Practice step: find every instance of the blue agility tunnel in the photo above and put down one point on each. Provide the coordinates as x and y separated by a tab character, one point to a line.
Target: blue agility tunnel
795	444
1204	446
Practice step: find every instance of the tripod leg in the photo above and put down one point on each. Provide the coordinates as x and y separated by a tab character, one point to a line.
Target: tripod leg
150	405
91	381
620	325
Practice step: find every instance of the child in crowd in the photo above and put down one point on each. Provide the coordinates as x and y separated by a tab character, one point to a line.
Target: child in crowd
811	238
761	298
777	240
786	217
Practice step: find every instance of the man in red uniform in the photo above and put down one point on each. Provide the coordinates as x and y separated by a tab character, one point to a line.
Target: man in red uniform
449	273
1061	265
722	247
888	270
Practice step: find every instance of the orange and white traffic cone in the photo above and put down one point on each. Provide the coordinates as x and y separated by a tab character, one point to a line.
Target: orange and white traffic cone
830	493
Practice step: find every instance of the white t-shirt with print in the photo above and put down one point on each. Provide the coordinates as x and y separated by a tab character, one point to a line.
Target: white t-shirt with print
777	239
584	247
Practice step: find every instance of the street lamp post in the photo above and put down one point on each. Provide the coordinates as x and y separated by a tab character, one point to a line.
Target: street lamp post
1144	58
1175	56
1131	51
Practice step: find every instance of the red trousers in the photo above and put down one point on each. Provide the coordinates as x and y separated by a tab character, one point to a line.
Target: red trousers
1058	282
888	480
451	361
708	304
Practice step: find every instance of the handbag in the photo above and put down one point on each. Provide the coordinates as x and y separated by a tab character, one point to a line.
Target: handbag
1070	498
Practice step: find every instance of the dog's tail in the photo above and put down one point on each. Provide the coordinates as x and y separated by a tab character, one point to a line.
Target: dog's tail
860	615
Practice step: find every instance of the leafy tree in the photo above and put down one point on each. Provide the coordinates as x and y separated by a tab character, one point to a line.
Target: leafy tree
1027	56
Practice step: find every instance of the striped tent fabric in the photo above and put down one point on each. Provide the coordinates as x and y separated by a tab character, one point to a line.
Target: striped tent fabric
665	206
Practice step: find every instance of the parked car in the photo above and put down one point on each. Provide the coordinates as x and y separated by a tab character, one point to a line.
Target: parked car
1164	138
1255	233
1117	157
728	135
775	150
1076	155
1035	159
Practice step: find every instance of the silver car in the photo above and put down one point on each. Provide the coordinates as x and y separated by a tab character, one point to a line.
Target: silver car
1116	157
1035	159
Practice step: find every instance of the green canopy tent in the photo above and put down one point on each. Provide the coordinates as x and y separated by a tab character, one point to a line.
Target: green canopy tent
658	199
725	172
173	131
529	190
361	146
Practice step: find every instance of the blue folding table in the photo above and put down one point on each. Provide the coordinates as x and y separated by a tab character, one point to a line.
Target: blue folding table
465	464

· · · · ·

PROBLEM TO WORK ON - Could you quote the material above in full, exactly as it stands?

RESULT OF THE TASK -
Practice step: find every instance of the blue agility tunnel in the photo above and put down one point on each. Provide the coordinates as x and y separated by a tab character, one point to a line.
Target: blue agility tunnel
795	444
1204	446
Practice step: find every instance of the tripod leg in the photo above and put down one point on each. Provide the coordinates as x and y separated by a tab character, one point to a line.
Target: tripod leg
150	405
91	381
620	325
Practice step: find every instance of the child in crowd in the photo above and put down one point on each. Provide the coordinates as x and y separated by a tab character, one point to a line.
Target: child in crowd
811	238
761	298
777	240
786	217
Practice step: find every instance of the man in red uniform in the photo above and put down one point on each. Provide the coordinates as x and y separated by a tab character, one point to a line.
Target: man in red uniform
449	273
1061	265
722	247
888	270
Practice step: find every instance of the orange and white traffic cone in the photo above and put down one point on each. Provide the coordinates as x and y separated by a tab character, one point to a line.
Target: orange and white traffic cone
830	493
Practice step: find every instance of the white t-shirt with print in the photo above and put down one point on each. Provide the coordinates as x and y separated by a tab character, one point to a line.
Target: white t-shirt with print
777	239
584	247
Practice step: find every instance of the street lamp post in the photo above and put down one point on each. Provide the coordinates as x and y separated by a tab character, one point to a line.
Target: street lamp post
1144	58
1175	56
1131	51
Practice step: find every instance of the red trousers in the photo above and put down one point on each. Provide the coordinates as x and y separated by a tab character, one point to a line.
Target: red trousers
1058	282
888	480
451	361
708	304
Practice step: find every instance of the handbag in the photo above and put down one point on each. Provide the coordinates as x and y separated by a tab character, one point to a line.
Target: handbag
1070	498
Practice step: find every instance of the dog's tail in the photo above and put down one point on each. Provide the coordinates as x and y separated by a tab character, one point to a line.
Target: dog's tail
860	615
Practice step: find every instance of the leafy tree in the photo above and put down one point on each. Provide the coordinates as x and y separated by a tab character, one point to a line.
Target: leafy tree
1027	56
Practice step: find every instance of the striped tent fabric in the photo above and put down one point on each. Provide the coordinates as x and y separated by a tab character, one point to a line.
Target: striped tent fabric
665	206
Practice step: find every instance of the parked car in the photo above and put down one point on each. Provide the coordinates as x and y separated by a tab character, one point to a line.
Target: parked car
1164	138
1255	233
1117	157
728	135
775	150
1076	155
1035	159
Practice step: find every instance of the silver car in the photo above and put down one point on each. Provide the coordinates as x and y separated by a tab character, one point to a line.
Target: silver car
1116	157
1035	159
Practice step: find every instance of the green canopy tent in the photo above and put down one point on each. Provide the coordinates as x and y separated by a tab character, one point to a line.
Target: green canopy tent
658	199
725	172
173	131
529	190
361	146
Practice step: find every instance of the blue folding table in the photo above and put down one point on each. Provide the coordinates as x and y separated by a tab character, one point to a line.
Target: blue folding table
465	464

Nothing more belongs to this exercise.